◆ **What to do**:
Using the entries below, output each line exactly from the first through the one that contains "Phrase -- oar handle".
%%
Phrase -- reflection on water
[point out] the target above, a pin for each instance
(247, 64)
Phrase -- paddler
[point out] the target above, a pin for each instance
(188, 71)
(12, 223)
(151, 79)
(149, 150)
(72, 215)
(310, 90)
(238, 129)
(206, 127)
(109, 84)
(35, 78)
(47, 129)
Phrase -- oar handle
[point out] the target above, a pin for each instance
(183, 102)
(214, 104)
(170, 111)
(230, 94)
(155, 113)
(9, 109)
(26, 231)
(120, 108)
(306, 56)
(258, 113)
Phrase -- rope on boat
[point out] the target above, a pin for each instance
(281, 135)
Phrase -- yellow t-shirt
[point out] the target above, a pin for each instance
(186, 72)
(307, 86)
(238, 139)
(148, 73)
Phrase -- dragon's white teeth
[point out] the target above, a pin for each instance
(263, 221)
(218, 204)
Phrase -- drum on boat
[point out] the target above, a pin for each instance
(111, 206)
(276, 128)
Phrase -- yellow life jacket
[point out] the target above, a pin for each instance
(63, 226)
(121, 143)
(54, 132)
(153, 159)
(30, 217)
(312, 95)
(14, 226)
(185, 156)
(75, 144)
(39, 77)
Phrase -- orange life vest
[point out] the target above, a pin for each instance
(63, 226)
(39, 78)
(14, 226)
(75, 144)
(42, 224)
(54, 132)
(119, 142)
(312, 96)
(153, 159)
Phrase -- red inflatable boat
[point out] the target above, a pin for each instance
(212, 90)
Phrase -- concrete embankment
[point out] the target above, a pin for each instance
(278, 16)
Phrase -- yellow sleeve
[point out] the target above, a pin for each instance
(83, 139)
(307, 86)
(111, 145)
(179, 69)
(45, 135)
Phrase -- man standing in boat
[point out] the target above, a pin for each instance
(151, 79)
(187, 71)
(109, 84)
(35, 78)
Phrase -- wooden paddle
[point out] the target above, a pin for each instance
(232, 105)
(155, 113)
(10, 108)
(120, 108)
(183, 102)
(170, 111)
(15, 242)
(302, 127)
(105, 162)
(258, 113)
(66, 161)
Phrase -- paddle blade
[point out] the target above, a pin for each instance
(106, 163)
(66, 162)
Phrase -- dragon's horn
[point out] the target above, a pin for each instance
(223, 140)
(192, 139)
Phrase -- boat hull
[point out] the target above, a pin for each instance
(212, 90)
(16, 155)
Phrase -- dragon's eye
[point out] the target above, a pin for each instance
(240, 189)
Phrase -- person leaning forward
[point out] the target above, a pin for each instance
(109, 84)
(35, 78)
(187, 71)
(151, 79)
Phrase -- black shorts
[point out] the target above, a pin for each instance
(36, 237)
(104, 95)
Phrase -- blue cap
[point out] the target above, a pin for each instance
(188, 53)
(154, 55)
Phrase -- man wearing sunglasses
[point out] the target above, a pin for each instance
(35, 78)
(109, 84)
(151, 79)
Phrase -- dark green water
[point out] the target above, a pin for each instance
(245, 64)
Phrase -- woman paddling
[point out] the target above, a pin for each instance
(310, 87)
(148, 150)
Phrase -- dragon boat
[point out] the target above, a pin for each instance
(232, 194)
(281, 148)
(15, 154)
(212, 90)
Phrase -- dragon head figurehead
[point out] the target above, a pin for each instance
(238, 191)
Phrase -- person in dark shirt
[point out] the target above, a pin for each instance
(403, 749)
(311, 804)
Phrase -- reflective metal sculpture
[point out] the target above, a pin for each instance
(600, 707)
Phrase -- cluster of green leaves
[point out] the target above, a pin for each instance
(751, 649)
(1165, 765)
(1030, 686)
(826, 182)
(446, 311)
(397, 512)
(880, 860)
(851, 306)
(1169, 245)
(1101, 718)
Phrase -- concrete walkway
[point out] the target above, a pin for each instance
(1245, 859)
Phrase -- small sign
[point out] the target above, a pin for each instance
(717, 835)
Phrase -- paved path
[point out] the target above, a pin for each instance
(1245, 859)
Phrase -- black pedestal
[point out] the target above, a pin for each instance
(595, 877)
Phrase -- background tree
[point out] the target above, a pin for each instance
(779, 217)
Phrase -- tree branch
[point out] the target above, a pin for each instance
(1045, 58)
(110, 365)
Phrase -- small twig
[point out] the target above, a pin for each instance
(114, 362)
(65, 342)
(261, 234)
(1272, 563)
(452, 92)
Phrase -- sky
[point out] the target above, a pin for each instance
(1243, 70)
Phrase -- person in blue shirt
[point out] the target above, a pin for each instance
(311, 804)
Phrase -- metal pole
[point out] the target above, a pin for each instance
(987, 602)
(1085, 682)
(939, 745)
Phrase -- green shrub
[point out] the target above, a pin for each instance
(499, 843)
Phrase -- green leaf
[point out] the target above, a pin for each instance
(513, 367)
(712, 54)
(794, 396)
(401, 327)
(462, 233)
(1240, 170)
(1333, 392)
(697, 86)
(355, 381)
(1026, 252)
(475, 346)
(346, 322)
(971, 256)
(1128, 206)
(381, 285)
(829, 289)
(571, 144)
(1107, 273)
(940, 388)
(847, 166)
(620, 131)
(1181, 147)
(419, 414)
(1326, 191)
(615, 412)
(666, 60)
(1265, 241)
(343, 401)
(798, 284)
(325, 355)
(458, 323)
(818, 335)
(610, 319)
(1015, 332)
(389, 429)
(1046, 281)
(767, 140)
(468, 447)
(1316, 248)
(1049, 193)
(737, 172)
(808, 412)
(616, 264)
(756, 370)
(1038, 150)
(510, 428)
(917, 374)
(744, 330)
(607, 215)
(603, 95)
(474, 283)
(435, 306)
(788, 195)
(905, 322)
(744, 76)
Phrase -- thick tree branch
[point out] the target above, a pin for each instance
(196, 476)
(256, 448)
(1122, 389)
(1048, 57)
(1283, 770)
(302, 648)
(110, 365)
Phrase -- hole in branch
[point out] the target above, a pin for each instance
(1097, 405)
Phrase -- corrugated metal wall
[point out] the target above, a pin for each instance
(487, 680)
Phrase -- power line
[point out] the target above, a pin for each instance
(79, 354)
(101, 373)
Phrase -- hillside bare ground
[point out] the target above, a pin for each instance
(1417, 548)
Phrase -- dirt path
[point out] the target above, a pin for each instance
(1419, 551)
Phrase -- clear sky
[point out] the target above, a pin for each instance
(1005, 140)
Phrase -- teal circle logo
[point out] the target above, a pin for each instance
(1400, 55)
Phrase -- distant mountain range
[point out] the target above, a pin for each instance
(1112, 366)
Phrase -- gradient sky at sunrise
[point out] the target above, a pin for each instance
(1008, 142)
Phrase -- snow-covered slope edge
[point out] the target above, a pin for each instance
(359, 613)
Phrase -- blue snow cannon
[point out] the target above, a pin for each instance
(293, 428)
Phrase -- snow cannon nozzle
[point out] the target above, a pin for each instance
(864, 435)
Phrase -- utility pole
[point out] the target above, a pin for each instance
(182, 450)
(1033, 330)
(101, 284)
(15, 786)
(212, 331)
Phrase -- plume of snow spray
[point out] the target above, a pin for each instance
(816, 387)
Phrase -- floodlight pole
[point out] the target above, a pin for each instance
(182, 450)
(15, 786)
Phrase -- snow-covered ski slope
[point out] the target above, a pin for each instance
%%
◆ **Final answer**:
Phrase -- reflection on water
[point out] the target above, a pin for each instance
(247, 64)
Phrase -- paddler
[point out] the target above, a pin for each instance
(188, 71)
(12, 223)
(151, 79)
(149, 150)
(72, 215)
(310, 90)
(238, 129)
(206, 127)
(109, 84)
(35, 78)
(47, 129)
Phrase -- oar handle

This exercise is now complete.